[What the exercise asks]: In the data, from the line with "the green golf" through the end, swap every "photo" for "image" and write those lines out again with nothing else changed. Leave the pictures out of your answer.

[Listing]:
________________________

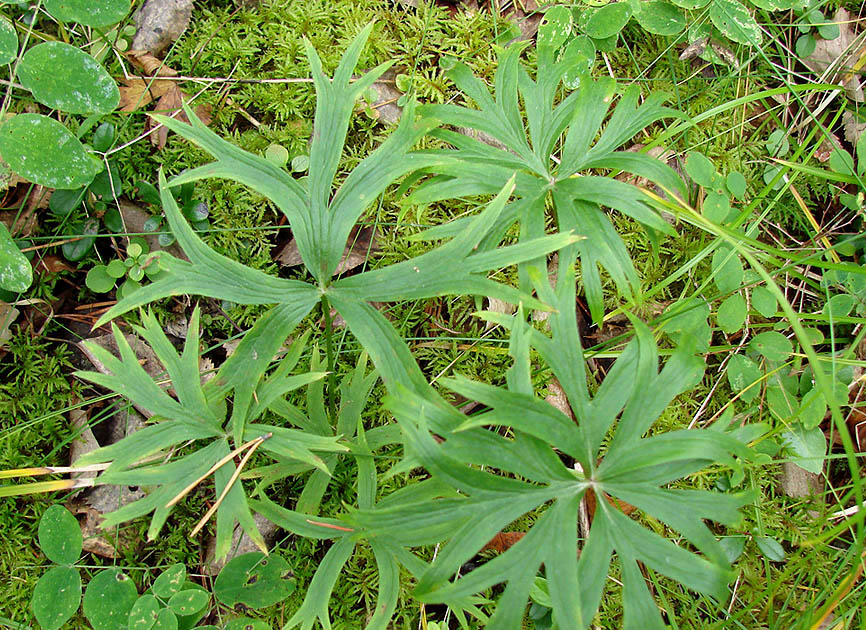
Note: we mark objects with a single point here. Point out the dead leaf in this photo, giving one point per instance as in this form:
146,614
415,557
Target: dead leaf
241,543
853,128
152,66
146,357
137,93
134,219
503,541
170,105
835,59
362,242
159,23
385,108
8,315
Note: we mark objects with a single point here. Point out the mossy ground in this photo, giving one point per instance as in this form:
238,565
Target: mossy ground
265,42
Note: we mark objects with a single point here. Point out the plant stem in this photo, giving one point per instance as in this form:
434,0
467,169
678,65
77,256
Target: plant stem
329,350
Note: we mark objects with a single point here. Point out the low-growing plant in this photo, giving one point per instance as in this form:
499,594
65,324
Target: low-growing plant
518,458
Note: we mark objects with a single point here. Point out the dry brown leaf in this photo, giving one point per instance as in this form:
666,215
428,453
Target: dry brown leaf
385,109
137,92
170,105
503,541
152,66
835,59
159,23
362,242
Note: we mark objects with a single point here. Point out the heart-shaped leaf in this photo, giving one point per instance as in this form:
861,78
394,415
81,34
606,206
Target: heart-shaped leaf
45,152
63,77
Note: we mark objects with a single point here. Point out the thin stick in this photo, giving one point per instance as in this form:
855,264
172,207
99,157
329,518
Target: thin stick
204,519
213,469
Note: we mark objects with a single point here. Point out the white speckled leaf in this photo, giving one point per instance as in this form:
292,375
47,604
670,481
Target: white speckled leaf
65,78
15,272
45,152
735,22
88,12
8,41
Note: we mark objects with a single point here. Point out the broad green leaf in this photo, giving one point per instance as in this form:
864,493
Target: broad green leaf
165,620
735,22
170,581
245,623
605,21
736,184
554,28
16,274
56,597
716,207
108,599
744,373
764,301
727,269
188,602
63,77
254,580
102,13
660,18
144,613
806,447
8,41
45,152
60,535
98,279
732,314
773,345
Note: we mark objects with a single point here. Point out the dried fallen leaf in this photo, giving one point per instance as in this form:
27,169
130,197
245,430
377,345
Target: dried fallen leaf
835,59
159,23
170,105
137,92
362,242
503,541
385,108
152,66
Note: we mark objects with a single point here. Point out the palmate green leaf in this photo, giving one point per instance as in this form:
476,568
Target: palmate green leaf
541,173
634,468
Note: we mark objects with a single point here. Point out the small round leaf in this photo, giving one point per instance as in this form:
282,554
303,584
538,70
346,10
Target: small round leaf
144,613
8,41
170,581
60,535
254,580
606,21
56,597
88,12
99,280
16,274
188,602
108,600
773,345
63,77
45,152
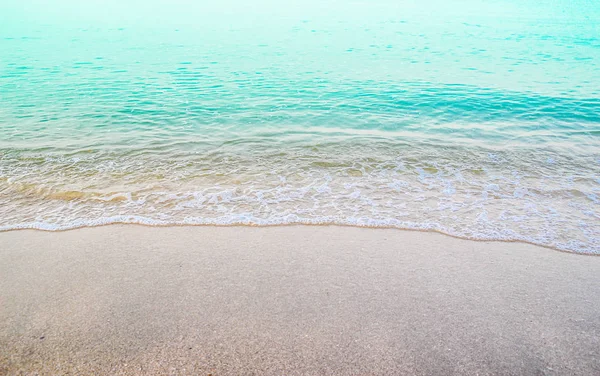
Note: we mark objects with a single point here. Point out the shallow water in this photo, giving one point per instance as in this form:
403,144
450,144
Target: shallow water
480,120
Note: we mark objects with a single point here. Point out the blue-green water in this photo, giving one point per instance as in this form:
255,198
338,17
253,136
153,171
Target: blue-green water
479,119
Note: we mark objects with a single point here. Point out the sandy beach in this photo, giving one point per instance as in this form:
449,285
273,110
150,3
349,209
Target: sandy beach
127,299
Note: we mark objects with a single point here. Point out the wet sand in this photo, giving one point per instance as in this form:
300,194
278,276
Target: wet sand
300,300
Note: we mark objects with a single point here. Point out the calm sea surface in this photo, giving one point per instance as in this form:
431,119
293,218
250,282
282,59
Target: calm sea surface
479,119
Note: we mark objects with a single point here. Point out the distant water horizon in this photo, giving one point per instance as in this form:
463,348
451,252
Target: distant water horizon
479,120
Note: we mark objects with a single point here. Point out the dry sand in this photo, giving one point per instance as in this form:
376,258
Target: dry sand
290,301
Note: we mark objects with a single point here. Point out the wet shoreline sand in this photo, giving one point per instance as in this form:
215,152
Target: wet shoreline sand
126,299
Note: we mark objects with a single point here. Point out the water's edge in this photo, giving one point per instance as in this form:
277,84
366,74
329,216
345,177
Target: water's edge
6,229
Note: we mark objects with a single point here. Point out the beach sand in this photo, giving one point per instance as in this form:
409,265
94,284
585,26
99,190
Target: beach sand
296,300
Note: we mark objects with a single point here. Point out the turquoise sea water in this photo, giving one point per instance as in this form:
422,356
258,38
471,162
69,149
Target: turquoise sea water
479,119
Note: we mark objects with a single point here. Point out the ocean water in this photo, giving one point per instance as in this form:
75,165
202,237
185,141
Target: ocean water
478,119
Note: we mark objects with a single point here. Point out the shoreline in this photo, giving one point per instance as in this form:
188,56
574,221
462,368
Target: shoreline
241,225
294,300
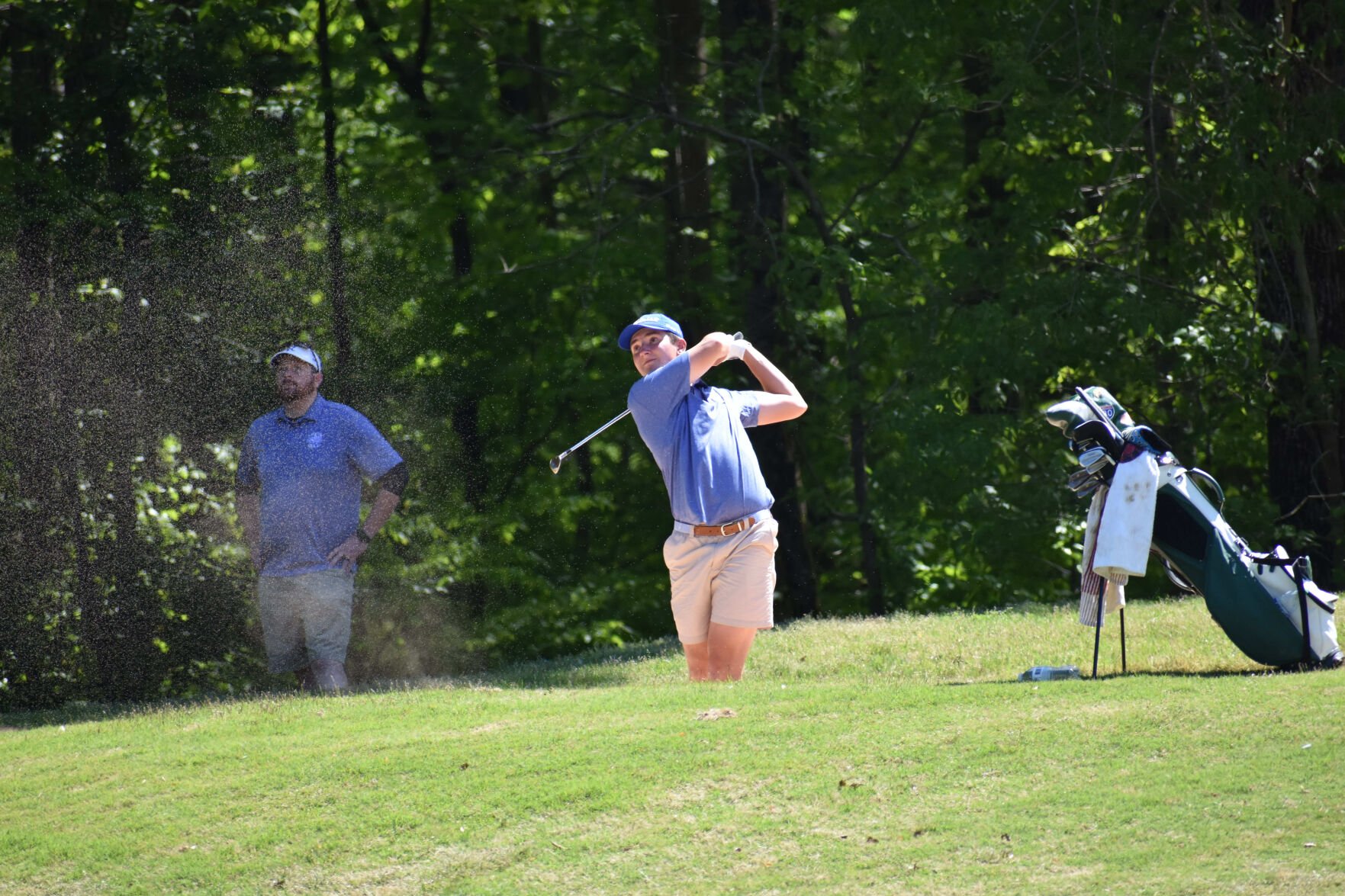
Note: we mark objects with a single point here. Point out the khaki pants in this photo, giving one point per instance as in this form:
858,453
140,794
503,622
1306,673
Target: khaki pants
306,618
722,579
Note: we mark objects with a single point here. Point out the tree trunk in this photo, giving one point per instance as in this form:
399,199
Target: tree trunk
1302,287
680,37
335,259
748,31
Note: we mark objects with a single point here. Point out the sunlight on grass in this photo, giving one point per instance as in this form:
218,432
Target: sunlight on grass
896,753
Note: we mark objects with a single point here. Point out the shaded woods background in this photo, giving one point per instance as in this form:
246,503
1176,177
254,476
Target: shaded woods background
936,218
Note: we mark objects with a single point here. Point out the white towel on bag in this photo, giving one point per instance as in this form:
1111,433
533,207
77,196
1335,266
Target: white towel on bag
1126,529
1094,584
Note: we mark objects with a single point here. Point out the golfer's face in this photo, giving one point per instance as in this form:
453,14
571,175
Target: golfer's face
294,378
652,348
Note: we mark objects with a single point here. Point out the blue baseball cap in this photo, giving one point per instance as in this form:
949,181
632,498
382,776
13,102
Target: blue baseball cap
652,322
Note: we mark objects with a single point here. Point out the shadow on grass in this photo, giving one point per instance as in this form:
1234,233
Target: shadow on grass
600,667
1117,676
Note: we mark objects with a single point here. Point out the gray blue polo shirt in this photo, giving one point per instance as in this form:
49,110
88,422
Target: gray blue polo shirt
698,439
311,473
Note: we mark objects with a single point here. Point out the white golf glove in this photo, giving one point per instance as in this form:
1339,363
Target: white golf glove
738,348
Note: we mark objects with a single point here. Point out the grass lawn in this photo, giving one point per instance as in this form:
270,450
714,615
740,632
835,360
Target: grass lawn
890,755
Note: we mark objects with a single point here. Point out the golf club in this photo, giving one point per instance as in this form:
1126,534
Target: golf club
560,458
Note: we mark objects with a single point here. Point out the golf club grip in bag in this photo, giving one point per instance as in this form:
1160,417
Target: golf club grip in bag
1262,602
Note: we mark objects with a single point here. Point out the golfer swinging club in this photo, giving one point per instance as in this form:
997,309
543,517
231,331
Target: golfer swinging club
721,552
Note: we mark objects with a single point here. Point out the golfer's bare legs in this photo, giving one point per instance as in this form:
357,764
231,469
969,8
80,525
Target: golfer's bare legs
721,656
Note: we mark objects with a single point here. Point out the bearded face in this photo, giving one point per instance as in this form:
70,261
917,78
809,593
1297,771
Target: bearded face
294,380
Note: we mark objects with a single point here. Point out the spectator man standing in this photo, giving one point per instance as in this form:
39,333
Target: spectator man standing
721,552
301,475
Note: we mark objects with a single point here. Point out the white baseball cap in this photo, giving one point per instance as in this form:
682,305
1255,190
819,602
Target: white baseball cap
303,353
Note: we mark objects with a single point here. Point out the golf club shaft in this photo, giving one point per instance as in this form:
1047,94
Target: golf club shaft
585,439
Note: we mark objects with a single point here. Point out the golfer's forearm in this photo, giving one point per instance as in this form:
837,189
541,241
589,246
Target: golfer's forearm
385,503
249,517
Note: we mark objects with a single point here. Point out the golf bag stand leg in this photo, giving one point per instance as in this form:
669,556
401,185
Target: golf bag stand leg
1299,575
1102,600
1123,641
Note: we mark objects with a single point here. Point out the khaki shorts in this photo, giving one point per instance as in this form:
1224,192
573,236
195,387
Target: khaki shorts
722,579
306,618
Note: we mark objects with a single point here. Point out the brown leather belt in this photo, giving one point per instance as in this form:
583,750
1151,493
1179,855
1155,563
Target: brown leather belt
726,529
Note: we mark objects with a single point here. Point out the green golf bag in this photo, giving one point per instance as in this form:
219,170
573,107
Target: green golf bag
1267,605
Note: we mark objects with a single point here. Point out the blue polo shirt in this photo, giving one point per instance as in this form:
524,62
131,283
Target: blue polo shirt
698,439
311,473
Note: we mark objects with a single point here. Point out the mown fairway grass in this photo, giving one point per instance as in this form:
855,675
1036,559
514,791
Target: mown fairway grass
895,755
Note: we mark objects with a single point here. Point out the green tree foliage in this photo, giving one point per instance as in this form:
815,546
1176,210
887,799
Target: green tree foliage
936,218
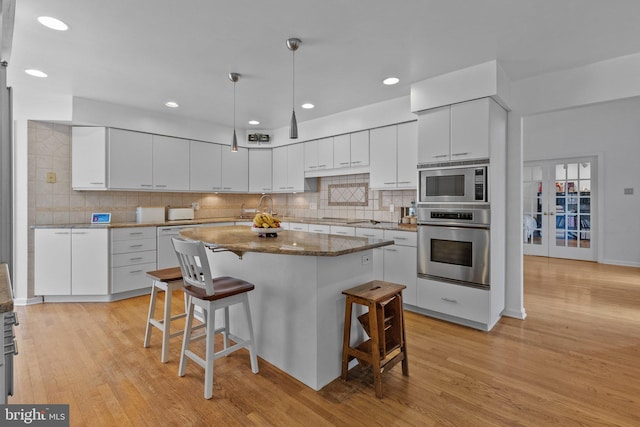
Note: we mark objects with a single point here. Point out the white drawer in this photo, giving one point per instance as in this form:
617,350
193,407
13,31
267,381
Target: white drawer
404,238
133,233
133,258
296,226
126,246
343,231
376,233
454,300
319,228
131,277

________________________

[Written response]:
Note: we mark objects with a single point here. Point out the green golf bag in this image, giving one point per instance as in this form:
219,170
573,107
Target: green golf bag
1267,605
Note: we mark objects with a single point here. Point out the blue polo shirt in this image, giving one point per instance as in this form:
524,62
131,283
Target: blue polo shirt
698,439
311,473
Note: we mark objects with a single point here. Point out the mown fairway grass in this image, giving one point per instance as in this form:
855,675
1036,559
514,791
Target: mown fairway grass
895,755
Note: we mark objects with a single point here. Point out the green tree foliage in this image, giving one point per instance as in this form:
815,546
1176,210
887,799
Target: green tree foliage
936,218
Note: we mark objects with a single point here. Point out the white drawer in this image, giving one point per instance as in this form:
617,350
193,407
13,31
267,381
Target: white drawer
404,238
133,233
133,258
296,226
126,246
343,231
376,233
454,300
319,228
131,277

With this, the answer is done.